§ TEKSTFRAGMENT

Op een galei zat men om middel en benen voor het leven in paren op een plank vastgeketend. Men hield het er over het algemeen niet lang op uit. Honger, zweepslagen en uitputting vielen hun ten deel.
In 1691 zijn de troepen op de plaats van bestemming aangekomen. Een paar jaar hebben de hugenoten in Savoye in vrijheid kunnen leven.
Langzamerhand bleek, dat de Franse expansie zich ditmaal niet richtte op Savoye maar tegen de Palts. De hulptroepen hadden dus weinig nut meer en werden teruggeroepen. Hierbij kwam ook nog het feit, dat de hertog van Savoye zich in 1695 weer liet strikken door koning Lodewijk de Veertiende, die een zeer voordelig verdrag met de hertog sloot. Deze ontwikkelingen moeten Pierre hebben doen besluiten terug te keren naar de Nederlanden. Teruggekeerd werd hij tijdelijk op wachtgeld gezet, want koning Willem III kon deze soldaten nog wel eens nodig hebben. (Willem van Oranje heeft ook veel geprofiteerd van de hugenootse militairen)
Het staatse Leger van de Nederlanden mocht troepen in garnizoen leggen o.a. in de volgende plaatsen tw; Emmerich, Rees, Burik, Wezel, Rijnberk en Orsoy. Wezel b.v. was in die dagen een belangrijke handels- en garnizoensstad en Orsoy was een tolstation. Deze plaatsen speelden een belangrijke rol in de scheepvaart op de Rijn.
Daar Pierre op "non actief" stond, werd hij naar een van deze plaatsen gezonden. Tot 1697 moet hij daar gewoond hebben. De troepen werden na de vrede van Rijswijk, die op 20 september 1697 werd getekend, ontbonden.
Pierre werd met pensioen gestuurd, want hij was al over de 60 jaar. Waar hij en zijn familie de rest van zijn leven heeft gewoond is niet bekend. Ik vermoed, dat het Delft, den Haag of Utrecht is geweest.
Pierre zou een pensioen krijgen van 10 stuivers daags voor hemzelf, gelijk aan alle andere subalterne officieren (hij had de dienst in de rang van luitenant beëindigd) en acht stuivers daags voor zijn vrouw en zijn dochter (Anna), die nogal ziekelijk was.
Maar in januari 1698 werd zijn pensioen vastgesteld op ƒ250,= per jaar in de "qualiteit" als vendrigh. (zonder toelage) Het gehele jaar 1698 moest hij rondkomen van een pensioen, dat veel te laag was, :"t gene hem in groote noot en droevige staat bragt"

§ OPDRACHT
Kopieer je uit het tekstfragment over Pierre het stuk van "Pierre zou een" tot en met "nogal ziekelijk was." woordelijk? Baseer je uitsluitend op het tekstfragment.

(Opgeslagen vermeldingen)
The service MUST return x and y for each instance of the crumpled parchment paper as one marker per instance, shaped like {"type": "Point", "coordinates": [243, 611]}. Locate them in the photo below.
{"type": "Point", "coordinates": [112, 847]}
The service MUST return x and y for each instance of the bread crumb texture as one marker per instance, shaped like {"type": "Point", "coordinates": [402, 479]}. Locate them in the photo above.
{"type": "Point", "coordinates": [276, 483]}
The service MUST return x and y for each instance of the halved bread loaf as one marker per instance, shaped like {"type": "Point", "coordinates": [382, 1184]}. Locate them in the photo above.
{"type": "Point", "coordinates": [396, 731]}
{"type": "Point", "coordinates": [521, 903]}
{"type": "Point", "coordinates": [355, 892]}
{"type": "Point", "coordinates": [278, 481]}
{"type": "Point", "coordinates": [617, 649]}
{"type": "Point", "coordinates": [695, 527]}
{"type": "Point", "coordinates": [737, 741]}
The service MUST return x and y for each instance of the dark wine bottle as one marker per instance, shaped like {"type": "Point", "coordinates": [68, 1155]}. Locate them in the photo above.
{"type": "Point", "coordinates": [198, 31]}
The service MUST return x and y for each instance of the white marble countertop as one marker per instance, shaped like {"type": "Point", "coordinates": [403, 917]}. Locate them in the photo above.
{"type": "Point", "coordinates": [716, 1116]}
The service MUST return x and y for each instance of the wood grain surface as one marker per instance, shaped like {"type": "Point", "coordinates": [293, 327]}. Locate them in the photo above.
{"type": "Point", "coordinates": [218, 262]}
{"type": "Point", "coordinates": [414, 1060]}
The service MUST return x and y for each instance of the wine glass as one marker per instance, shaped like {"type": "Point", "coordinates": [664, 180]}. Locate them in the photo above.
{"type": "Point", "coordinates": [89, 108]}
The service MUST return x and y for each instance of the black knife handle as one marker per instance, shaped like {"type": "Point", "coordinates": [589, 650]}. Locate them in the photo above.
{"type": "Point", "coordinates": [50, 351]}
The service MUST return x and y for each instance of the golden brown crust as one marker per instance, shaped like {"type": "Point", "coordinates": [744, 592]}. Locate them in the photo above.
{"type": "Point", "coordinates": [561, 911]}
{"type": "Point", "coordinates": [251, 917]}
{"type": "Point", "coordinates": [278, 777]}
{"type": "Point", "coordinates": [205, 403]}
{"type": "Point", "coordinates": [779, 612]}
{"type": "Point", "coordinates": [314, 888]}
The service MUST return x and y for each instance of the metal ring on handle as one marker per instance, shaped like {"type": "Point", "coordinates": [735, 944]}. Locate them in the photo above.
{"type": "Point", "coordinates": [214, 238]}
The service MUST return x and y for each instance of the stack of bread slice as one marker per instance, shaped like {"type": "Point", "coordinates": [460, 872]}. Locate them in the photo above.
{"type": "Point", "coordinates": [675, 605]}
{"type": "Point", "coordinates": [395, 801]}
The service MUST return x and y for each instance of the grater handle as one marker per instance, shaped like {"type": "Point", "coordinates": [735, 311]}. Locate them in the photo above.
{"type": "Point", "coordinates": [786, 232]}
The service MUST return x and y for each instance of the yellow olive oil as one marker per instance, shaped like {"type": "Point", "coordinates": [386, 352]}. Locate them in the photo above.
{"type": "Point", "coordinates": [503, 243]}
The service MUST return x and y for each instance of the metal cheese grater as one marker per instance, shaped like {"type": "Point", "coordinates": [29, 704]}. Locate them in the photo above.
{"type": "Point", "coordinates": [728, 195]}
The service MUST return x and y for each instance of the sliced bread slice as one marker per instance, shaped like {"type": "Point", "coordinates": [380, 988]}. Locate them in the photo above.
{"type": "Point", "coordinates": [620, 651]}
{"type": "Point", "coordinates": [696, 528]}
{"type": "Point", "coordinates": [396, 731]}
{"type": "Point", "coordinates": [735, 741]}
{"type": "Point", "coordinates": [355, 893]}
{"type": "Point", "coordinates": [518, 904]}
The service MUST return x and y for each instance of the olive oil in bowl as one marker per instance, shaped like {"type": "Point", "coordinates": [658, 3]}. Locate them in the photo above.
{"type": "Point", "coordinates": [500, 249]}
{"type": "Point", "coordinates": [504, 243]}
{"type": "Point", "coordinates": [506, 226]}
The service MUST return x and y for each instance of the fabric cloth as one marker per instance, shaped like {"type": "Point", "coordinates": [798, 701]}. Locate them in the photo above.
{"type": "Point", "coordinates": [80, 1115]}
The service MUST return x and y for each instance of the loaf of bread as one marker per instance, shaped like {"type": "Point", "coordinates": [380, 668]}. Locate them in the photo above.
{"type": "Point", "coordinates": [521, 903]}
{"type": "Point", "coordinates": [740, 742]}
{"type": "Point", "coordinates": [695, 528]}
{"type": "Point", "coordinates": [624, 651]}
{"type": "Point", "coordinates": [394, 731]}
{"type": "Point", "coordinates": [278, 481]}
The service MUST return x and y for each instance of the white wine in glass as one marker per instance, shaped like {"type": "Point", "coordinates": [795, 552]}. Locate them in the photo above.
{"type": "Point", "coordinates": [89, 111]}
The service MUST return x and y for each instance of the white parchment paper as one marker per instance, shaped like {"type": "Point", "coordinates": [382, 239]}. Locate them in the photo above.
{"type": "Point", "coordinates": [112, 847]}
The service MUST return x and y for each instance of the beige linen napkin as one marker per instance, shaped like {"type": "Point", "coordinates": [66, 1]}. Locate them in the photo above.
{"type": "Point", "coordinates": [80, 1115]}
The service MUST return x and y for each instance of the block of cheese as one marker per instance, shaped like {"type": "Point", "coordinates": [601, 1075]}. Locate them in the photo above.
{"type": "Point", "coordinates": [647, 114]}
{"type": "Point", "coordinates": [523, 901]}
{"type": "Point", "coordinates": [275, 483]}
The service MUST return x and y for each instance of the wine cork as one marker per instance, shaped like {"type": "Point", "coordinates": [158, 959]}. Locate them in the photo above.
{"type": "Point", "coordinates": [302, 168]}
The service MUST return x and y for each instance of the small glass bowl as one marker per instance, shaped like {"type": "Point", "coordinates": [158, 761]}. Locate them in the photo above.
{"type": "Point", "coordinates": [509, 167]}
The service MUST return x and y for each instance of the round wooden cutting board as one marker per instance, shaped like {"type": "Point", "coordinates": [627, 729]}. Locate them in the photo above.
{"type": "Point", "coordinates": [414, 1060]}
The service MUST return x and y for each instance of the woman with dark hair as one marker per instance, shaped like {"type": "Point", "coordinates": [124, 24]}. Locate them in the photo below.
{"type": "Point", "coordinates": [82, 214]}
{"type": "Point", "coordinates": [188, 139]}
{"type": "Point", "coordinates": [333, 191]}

§ UITWERKING
Pierre zou een pensioen krijgen van 10 stuivers daags voor hemzelf, gelijk aan alle andere subalterne officieren (hij had de dienst in de rang van luitenant beëindigd) en acht stuivers daags voor zijn vrouw en zijn dochter (Anna), die nogal ziekelijk was.